(Work to be completed):
Answer these questions from the piece on A-Rod below.
1. How many games would the suspension A-Rod asks for last?
2. On what date would that suspension end?
3. Which two players served PED suspensions while on the disabled list?

Extract provided Start Marker

I doubt A-Rod would take this advice. He’s gone in with a full denial and likely will keep that up until he either skates clear or gets suspended by Major League Baseball. But if A-Rod really and truly wanted to try something novel and fun he’d ignore all those people who are suggesting he try to commit insurance fraud and simply own up to taking PEDs. Not out of a sense of responsibility, but out of a sense of pure unadulterated mischief.
He should walk into Bud Selig’s office tomorrow morning, put his good leg up on the desk and say “Bud, gotta tell ya. I took PEDs last year. I was rotten with the stuff. I’ll sign an affidavit to that effect right now and agree to waive any appeal of discipline. Give me my 50 game suspension, please.”
His suspension would then begin on Opening Day and last until Monday, May 27. All the while A-Rod was on the disabled list rehabbing from his hip surgery. He’d be out money, but he’d not miss a single game that he’d otherwise play in. The Joint Drug Agreement allows it. Edinson Volquez and Freddy Galvis each served their own PED suspensions while on the DL. There’s no way around it.
And when it happened, the media’s collective heads would explode. The outrage would be so great it would create shortages. The government would only allow you to have outrage, like, every other day depending on whether your license plate ends in an odd or even number. We’d be on an outrage war footing, really.
He won’t do it. But man, if he did, it’d be glorious.

Extract provided End Marker
Listed records Start Marker

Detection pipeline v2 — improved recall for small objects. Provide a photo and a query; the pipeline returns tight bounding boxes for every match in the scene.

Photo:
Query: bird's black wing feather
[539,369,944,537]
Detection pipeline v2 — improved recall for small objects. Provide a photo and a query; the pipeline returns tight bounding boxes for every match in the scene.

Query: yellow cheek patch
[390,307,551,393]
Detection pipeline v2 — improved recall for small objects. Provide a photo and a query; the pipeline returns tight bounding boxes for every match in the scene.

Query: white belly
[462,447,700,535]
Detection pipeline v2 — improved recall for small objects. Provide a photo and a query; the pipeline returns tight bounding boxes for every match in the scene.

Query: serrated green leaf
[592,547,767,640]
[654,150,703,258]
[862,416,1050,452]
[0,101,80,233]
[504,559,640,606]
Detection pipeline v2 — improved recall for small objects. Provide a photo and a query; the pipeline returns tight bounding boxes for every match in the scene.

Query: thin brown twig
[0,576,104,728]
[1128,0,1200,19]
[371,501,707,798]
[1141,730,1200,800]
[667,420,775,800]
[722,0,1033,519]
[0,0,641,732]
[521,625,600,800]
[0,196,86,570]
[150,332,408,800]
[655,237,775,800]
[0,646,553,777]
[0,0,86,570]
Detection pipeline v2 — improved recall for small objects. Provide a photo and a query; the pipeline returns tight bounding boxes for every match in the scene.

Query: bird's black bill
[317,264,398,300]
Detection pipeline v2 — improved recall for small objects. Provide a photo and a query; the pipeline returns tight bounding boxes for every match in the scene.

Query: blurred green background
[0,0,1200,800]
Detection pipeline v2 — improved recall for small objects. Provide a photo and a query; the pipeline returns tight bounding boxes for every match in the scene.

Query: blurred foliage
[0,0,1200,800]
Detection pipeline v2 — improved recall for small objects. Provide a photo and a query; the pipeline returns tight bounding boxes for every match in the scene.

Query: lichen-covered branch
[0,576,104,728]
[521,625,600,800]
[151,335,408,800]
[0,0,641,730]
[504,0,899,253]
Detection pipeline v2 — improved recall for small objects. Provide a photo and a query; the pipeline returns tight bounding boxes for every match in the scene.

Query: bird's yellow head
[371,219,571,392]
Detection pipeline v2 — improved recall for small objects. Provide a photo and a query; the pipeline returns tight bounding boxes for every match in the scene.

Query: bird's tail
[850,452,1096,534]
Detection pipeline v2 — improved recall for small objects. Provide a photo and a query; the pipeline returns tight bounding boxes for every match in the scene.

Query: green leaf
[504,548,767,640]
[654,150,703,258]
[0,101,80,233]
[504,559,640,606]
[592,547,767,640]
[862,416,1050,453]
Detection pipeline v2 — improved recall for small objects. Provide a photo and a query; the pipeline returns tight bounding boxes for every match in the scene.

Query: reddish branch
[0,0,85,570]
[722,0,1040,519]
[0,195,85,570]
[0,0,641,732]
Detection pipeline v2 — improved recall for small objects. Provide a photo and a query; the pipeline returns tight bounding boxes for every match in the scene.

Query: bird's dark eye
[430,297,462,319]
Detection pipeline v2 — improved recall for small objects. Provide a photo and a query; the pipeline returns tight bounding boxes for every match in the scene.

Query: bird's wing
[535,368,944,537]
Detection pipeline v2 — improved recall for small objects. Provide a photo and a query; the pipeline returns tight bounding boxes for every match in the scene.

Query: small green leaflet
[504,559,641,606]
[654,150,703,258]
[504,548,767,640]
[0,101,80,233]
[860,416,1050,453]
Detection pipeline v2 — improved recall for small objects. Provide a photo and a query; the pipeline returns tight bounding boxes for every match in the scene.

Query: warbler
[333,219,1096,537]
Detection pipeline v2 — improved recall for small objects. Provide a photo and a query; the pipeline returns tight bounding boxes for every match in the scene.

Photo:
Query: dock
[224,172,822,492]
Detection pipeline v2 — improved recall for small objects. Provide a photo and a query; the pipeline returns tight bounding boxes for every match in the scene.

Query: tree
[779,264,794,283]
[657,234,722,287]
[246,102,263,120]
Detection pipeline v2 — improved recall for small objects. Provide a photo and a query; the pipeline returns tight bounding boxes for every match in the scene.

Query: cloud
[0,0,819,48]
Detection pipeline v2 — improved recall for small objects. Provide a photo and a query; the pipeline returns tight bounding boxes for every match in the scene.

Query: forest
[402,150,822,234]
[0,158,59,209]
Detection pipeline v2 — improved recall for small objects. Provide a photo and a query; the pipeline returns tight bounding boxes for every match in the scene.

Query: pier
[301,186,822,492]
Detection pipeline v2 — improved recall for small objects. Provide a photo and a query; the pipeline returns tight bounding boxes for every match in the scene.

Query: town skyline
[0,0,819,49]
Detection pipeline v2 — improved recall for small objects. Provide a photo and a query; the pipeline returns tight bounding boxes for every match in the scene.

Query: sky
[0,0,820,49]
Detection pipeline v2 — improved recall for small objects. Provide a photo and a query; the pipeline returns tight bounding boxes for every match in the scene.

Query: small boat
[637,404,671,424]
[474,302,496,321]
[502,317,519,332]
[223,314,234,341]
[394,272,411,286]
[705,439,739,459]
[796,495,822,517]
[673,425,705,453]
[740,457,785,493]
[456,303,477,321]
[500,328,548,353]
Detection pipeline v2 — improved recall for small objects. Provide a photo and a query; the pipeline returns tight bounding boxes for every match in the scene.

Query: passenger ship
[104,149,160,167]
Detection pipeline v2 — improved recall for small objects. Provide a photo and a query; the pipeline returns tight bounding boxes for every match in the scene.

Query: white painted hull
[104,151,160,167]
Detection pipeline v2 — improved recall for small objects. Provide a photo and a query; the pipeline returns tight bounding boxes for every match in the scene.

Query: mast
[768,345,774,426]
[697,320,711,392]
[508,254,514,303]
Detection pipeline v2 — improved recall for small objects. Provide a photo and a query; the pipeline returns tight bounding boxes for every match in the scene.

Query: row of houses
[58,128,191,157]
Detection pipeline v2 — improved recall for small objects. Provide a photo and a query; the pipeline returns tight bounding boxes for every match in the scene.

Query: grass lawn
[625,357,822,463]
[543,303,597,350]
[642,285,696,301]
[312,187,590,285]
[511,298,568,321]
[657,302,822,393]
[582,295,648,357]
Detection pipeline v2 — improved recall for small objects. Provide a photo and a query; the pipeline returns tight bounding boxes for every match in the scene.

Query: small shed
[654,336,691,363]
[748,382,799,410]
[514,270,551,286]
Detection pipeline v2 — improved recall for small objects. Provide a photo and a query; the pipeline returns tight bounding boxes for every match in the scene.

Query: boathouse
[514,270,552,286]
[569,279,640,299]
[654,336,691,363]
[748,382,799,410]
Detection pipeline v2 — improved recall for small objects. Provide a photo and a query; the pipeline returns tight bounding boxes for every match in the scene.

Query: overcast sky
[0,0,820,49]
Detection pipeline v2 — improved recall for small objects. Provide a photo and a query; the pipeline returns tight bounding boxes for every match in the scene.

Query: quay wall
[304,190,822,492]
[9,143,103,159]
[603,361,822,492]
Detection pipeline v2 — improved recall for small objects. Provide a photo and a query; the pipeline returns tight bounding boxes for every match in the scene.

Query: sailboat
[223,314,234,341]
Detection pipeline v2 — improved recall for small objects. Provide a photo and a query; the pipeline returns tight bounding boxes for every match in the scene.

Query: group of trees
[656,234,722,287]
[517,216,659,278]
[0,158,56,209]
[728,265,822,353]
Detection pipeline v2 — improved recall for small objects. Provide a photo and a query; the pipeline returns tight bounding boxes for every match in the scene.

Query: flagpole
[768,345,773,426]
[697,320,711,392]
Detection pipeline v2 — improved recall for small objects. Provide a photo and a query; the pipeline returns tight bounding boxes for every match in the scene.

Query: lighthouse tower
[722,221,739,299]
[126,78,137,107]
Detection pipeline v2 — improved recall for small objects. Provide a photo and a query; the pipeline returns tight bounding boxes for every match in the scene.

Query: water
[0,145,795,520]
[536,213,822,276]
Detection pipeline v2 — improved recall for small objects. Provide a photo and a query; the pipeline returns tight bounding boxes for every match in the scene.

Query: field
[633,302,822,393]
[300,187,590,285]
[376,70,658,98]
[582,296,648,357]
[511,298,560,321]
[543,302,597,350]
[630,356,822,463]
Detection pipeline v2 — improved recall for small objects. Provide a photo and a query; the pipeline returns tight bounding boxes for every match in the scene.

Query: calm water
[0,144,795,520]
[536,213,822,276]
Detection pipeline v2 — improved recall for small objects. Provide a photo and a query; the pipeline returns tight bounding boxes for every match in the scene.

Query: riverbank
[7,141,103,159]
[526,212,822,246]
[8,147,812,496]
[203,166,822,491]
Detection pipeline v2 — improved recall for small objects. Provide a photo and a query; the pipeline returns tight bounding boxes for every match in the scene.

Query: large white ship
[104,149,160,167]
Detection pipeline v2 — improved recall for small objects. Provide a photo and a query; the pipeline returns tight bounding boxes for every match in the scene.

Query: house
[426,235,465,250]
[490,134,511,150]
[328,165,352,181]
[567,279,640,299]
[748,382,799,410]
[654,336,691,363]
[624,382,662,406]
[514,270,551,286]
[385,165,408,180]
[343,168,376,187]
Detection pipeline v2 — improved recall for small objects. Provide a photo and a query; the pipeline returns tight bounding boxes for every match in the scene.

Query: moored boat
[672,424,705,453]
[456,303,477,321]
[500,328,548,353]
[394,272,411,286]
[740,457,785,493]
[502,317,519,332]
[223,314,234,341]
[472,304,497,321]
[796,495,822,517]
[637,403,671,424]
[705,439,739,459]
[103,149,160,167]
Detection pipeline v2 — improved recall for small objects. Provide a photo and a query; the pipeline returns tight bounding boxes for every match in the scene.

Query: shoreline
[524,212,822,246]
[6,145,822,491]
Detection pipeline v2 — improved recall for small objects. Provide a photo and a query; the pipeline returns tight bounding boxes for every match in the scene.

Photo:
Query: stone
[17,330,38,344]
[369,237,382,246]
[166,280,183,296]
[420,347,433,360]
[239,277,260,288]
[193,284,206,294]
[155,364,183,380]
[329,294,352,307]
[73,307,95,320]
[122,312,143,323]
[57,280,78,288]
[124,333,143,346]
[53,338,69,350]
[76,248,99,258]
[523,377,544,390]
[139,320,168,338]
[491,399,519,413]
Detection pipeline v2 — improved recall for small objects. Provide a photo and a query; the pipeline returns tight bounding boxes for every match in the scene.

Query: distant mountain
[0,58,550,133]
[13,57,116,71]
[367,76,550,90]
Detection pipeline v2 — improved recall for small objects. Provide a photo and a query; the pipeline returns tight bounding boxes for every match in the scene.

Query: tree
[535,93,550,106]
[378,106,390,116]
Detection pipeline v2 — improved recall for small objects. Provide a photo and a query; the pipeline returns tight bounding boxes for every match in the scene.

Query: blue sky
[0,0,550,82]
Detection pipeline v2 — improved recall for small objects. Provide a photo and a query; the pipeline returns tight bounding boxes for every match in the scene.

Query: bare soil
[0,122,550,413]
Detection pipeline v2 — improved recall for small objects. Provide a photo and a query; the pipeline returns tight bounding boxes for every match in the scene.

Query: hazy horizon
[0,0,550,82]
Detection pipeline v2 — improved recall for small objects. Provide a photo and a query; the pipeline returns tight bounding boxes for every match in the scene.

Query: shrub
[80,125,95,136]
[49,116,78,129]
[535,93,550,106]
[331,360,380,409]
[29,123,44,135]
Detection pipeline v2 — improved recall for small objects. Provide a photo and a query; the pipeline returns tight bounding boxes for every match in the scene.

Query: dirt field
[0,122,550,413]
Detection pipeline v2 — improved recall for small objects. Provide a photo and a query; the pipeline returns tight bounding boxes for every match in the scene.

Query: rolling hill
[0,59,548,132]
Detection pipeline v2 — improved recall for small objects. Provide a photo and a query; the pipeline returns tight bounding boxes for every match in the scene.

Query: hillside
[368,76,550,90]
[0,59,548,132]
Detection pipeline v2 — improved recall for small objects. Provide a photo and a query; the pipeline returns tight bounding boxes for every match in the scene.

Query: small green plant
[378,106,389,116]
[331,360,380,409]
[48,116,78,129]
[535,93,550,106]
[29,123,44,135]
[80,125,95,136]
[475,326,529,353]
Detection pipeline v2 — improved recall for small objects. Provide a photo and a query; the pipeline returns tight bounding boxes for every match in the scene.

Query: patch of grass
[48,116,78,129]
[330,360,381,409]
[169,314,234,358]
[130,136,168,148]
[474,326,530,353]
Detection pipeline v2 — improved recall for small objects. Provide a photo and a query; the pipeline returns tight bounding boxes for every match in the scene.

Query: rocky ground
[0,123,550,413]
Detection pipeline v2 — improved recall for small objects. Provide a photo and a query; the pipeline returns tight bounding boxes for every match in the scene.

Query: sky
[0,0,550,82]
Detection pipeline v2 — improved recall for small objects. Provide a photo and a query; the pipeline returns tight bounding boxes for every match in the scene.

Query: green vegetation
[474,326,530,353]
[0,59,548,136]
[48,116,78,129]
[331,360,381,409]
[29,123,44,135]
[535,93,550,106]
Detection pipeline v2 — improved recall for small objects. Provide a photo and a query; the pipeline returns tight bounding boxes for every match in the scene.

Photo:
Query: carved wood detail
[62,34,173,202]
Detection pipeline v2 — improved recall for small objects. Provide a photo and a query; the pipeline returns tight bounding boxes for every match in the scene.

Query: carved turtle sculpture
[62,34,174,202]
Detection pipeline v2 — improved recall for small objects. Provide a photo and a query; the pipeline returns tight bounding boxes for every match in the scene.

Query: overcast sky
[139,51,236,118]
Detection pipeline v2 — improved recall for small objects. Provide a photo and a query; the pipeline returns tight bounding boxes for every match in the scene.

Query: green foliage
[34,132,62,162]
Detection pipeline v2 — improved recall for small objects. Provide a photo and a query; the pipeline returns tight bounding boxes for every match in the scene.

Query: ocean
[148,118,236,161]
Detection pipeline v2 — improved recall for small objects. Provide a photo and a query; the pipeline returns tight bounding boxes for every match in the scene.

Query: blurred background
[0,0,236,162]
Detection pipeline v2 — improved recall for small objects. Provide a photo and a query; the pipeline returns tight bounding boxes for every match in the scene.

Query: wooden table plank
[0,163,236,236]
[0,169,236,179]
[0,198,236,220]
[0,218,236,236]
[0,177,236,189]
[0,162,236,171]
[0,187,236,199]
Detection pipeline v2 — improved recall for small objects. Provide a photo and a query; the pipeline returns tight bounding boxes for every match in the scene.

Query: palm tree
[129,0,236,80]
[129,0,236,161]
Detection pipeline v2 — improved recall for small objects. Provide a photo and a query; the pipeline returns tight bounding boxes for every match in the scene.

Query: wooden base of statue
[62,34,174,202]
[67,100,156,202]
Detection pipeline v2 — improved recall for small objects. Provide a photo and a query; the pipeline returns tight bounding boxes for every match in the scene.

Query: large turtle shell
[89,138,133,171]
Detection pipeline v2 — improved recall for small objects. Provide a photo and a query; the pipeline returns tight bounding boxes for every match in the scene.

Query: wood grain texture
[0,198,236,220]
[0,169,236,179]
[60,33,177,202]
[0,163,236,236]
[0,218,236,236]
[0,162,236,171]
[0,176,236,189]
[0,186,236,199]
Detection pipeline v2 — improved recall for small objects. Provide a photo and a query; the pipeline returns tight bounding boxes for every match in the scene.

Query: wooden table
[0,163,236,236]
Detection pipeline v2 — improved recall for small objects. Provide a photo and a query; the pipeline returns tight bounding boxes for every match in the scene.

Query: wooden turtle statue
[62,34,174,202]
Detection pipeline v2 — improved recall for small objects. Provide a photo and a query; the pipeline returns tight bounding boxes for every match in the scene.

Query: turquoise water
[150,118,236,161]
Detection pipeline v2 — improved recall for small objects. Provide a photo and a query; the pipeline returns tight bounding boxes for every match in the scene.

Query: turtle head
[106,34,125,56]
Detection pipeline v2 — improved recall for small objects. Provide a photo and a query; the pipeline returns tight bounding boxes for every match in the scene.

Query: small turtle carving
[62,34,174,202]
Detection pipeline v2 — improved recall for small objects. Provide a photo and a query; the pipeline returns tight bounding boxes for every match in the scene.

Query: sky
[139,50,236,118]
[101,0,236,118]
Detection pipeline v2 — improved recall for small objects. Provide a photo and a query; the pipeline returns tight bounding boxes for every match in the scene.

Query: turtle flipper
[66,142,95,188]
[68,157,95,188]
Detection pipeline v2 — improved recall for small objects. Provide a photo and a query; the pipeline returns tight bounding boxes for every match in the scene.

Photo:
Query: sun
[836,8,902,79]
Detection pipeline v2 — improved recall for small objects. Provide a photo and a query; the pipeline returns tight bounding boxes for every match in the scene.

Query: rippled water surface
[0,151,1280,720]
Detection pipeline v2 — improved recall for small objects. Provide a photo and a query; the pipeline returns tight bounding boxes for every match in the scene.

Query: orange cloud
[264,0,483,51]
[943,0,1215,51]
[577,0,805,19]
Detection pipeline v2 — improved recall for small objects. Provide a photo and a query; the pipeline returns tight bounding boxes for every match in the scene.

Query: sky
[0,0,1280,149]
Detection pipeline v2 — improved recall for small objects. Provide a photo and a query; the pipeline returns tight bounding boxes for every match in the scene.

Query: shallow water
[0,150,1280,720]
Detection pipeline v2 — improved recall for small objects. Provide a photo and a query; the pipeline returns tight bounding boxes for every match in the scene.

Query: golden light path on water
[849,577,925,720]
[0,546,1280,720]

Listed records End Marker

(Task solution):
1. 50 games
2. Monday, May 27
3. Edinson Volquez and Freddy Galvis